## BEGIN Stored rows

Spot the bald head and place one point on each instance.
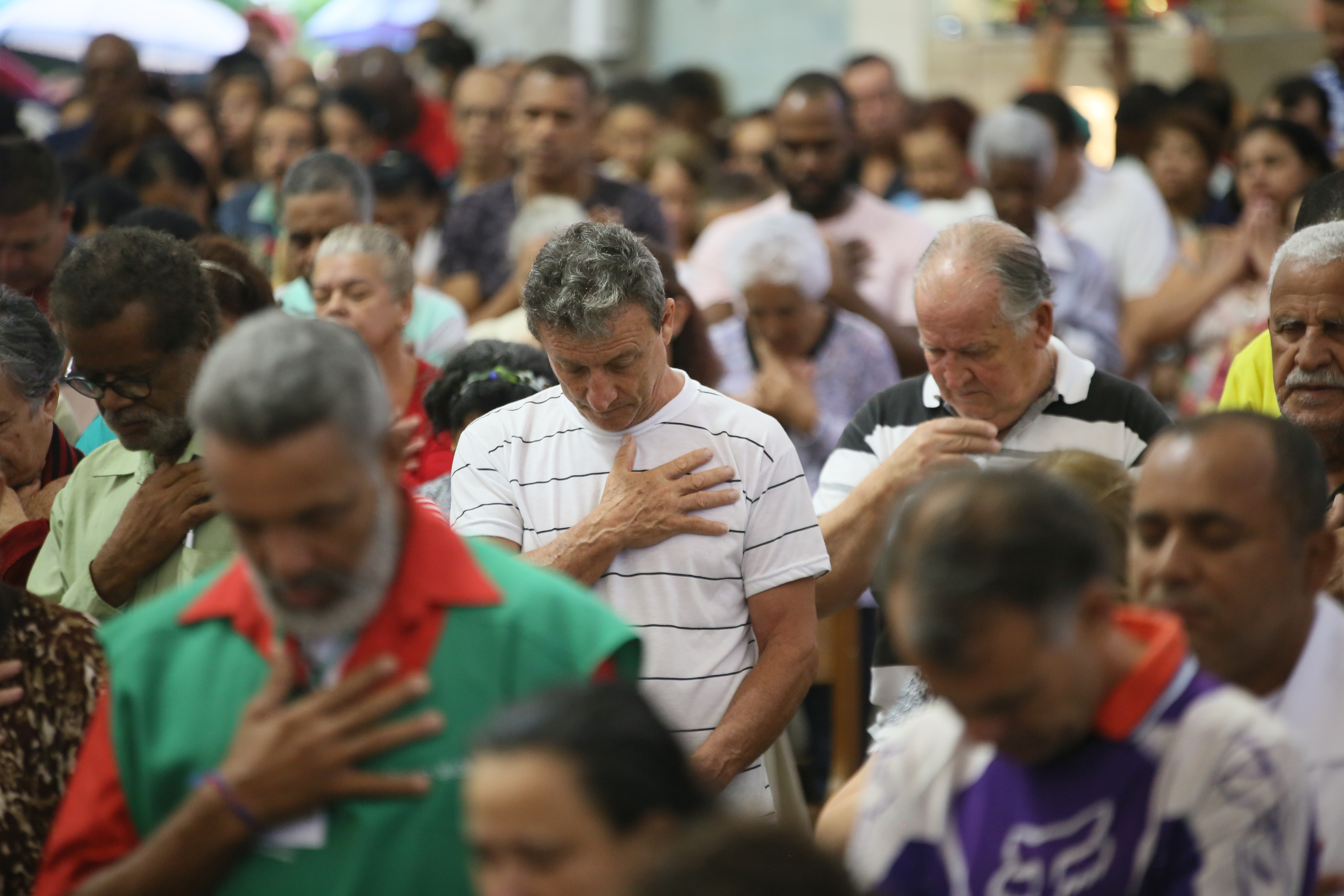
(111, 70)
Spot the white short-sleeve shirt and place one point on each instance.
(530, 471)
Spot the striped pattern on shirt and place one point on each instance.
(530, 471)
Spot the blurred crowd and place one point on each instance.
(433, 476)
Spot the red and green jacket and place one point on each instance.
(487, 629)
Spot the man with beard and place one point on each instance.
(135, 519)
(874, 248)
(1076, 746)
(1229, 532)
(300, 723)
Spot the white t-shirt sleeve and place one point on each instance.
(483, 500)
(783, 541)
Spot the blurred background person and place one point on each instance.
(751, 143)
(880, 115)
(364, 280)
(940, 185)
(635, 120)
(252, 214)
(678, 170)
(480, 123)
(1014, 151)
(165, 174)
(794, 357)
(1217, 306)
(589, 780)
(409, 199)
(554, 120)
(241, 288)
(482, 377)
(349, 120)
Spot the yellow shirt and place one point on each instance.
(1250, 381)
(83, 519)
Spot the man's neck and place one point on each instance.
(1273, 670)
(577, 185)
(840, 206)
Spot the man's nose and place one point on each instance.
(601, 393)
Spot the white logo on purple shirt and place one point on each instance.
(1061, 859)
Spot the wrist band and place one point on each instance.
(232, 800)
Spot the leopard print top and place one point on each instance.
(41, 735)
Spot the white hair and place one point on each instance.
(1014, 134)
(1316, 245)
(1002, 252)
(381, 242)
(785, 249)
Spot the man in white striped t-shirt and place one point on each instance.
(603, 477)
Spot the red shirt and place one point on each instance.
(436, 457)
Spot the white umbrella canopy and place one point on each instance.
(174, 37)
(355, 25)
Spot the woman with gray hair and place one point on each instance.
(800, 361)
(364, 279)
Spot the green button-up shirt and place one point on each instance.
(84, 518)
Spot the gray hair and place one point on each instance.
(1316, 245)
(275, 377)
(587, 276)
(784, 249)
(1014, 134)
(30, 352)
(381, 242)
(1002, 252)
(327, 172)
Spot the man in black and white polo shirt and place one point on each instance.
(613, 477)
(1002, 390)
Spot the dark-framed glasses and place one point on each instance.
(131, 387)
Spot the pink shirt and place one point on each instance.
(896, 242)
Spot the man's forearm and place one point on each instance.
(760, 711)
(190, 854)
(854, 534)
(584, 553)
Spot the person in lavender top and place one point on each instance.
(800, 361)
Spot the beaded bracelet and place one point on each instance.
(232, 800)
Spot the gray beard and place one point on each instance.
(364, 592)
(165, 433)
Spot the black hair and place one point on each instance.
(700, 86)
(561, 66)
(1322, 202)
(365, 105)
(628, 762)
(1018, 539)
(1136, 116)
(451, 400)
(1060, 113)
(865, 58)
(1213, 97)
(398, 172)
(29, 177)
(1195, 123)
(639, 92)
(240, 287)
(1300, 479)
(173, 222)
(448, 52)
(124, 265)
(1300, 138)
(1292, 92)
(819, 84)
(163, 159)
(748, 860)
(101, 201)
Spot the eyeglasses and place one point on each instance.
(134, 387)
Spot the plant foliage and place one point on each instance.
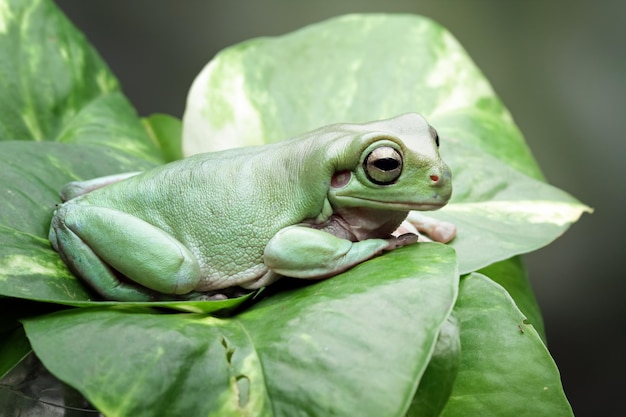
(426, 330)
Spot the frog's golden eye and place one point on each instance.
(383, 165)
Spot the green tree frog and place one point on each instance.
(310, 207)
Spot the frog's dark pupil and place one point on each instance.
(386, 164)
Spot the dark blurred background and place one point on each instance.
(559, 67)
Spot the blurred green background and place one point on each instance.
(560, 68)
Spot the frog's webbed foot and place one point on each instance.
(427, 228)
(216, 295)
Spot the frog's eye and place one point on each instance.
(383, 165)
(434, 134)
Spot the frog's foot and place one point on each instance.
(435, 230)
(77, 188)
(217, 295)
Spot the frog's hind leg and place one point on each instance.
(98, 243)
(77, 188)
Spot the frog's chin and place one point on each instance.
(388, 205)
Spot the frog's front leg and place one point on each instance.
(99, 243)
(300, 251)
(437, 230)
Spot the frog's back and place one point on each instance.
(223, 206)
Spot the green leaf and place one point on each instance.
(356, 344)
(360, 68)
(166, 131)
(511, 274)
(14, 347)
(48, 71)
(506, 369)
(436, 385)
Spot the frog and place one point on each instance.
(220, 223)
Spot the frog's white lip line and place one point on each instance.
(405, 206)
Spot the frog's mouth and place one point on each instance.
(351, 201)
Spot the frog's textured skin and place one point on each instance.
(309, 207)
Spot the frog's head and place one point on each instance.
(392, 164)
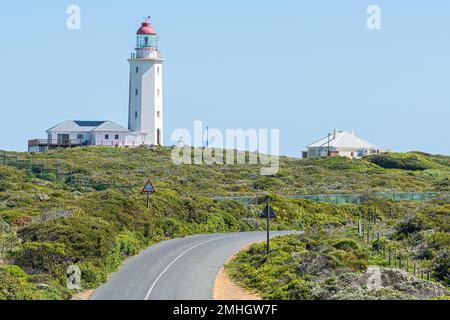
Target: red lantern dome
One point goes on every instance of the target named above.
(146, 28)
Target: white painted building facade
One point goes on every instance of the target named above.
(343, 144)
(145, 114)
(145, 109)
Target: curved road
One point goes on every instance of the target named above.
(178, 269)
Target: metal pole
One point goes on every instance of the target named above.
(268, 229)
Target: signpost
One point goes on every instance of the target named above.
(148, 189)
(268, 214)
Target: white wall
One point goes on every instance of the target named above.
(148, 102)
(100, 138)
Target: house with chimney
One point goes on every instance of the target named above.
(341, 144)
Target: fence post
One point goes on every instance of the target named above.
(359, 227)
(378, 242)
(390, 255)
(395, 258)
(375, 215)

## END Stored rows

- [Exercise]: Switch every "instance" in these entries to "occurrence" and leave everything else as it is. Don't include the pictures in your answer.

- [Finished answer]:
Spot the bald head and place one point on each occurrence.
(111, 70)
Spot the white short-sleeve shirt and place one point on each occurrence.
(530, 471)
Spot the striped pattern on shirt and place one point on each occurrence.
(530, 471)
Spot the blurred crowd and place one point on each occurrence.
(433, 476)
Spot the red and green jacket and place one point on each occurrence.
(487, 629)
Spot the man with beard and place one point on each occurrence.
(135, 519)
(874, 248)
(1076, 746)
(1229, 532)
(300, 723)
Spot the white t-shirt sleeve and place one point on each occurrence.
(483, 500)
(783, 541)
Spot the blurred background person and place one point on each occurrence.
(751, 143)
(880, 115)
(364, 280)
(940, 185)
(635, 120)
(252, 214)
(678, 170)
(480, 123)
(1014, 151)
(165, 174)
(794, 357)
(1217, 306)
(589, 780)
(409, 199)
(554, 120)
(241, 288)
(482, 377)
(349, 120)
Spot the yellow shirt and place one point on each occurrence.
(1250, 381)
(83, 519)
Spot the man's neck and place one point on each occurrence.
(1273, 670)
(577, 185)
(840, 206)
Spot the man's nose and place one point on each occurrence.
(601, 393)
Spot the white logo on purple shirt and place one point on each occurrence.
(1061, 859)
Spot the wrist band and place one point on each occurrence.
(232, 800)
Spot the leopard print top and place one point on each occurrence.
(41, 735)
Spot the white hair and place one point on each occurrence.
(1014, 134)
(1316, 245)
(1002, 252)
(381, 242)
(785, 249)
Spot the man in white striped t-shirt and place one point on each occurrence.
(603, 477)
Spot the red shirt and place one point on each occurrence.
(436, 457)
Spot the white umbrella canopy and place one point on each occurrence.
(174, 37)
(355, 25)
Spot the woman with gray hair and place one point on each occurrence.
(800, 361)
(364, 279)
Spot the green button-up shirt and place one point on each occurrence.
(84, 518)
Spot the gray hair and place one point on each occurrence.
(1316, 245)
(275, 377)
(587, 276)
(784, 249)
(1014, 134)
(30, 352)
(381, 242)
(1002, 252)
(327, 172)
Spot the man in black and white polo shirt and place one point on each occurrence.
(613, 477)
(1002, 390)
Spot the dark-framed glasses and place one point on each occurrence.
(131, 387)
Spot the pink shirt and place one point on each occurrence.
(896, 242)
Spot the man's forearm and place one point on each occurrence.
(760, 711)
(190, 854)
(854, 534)
(584, 553)
Spot the person in lavender top and place one point on each occurrence.
(800, 361)
Spot the beaded bracelet and place one point on each occurrence.
(232, 800)
Spot the gray beard and place one point on each occurrence.
(364, 592)
(165, 433)
Spot the black hair and place one point on each occurrence.
(700, 86)
(561, 66)
(1322, 202)
(365, 105)
(628, 762)
(1018, 539)
(1136, 116)
(451, 400)
(1060, 113)
(865, 58)
(1213, 97)
(398, 172)
(29, 177)
(1195, 123)
(639, 92)
(240, 287)
(1300, 479)
(173, 222)
(448, 52)
(124, 265)
(1300, 138)
(1292, 92)
(819, 84)
(163, 159)
(748, 860)
(101, 201)
Spot the eyeglasses and place one point on each occurrence.
(134, 387)
Spot the plant foliage and place one point on each occurrence.
(426, 330)
Spot the frog's golden eye and place one point on each occurrence.
(383, 165)
Spot the green tree frog and place one point on each occurrence.
(310, 207)
Spot the frog's dark pupil and place one point on each occurrence.
(386, 164)
Spot the dark blurred background and place one point on each occurrence.
(559, 67)
Spot the blurred green background and place one point on each occurrence.
(560, 68)
Spot the frog's webbed foot and place one point on each occurrence.
(427, 228)
(216, 295)
Spot the frog's eye and place one point on each occurrence.
(383, 165)
(434, 134)
Spot the frog's foot and place one point on each occurrence.
(435, 230)
(77, 188)
(217, 295)
Spot the frog's hind leg and place one point on each occurrence.
(98, 243)
(77, 188)
Spot the frog's chin and place one point on each occurrence.
(388, 205)
Spot the frog's front leg and place one point on each occurrence.
(99, 243)
(300, 251)
(437, 230)
Spot the frog's back and place one point on each occurrence.
(223, 206)
Spot the green leaf and place one point on each occurrence.
(356, 344)
(360, 68)
(166, 131)
(511, 274)
(14, 347)
(48, 71)
(506, 369)
(436, 385)
Spot the frog and place one point on each occurrence.
(220, 223)
Spot the frog's white lip line and place one point on each occurrence.
(405, 206)
Spot the frog's mouth and place one point on each occurrence.
(351, 201)
Spot the frog's textured skin and place one point on each occurrence.
(309, 207)
Spot the frog's head and place one point on each occurrence.
(392, 164)
Target: red lantern dome
One point goes on every occurrence of the target named above.
(146, 28)
Target: white painted building facade
One point goes on every occurrence of the target named above.
(343, 144)
(145, 114)
(145, 109)
Target: curved road
One point goes on every occurrence of the target named above.
(178, 269)
Target: metal pole
One point goes on every occurrence of the target named above.
(268, 229)
Target: signpost
One point goes on every occurrence of the target named above.
(148, 189)
(268, 214)
Target: white wall
One point goes on every occurrence of the target named above.
(148, 102)
(100, 138)
Target: house with chimney
One point goes on every occurrence of the target named above.
(341, 144)
Target: fence post
One point goes on every occurrence of the target named above.
(359, 227)
(378, 242)
(390, 255)
(395, 258)
(375, 215)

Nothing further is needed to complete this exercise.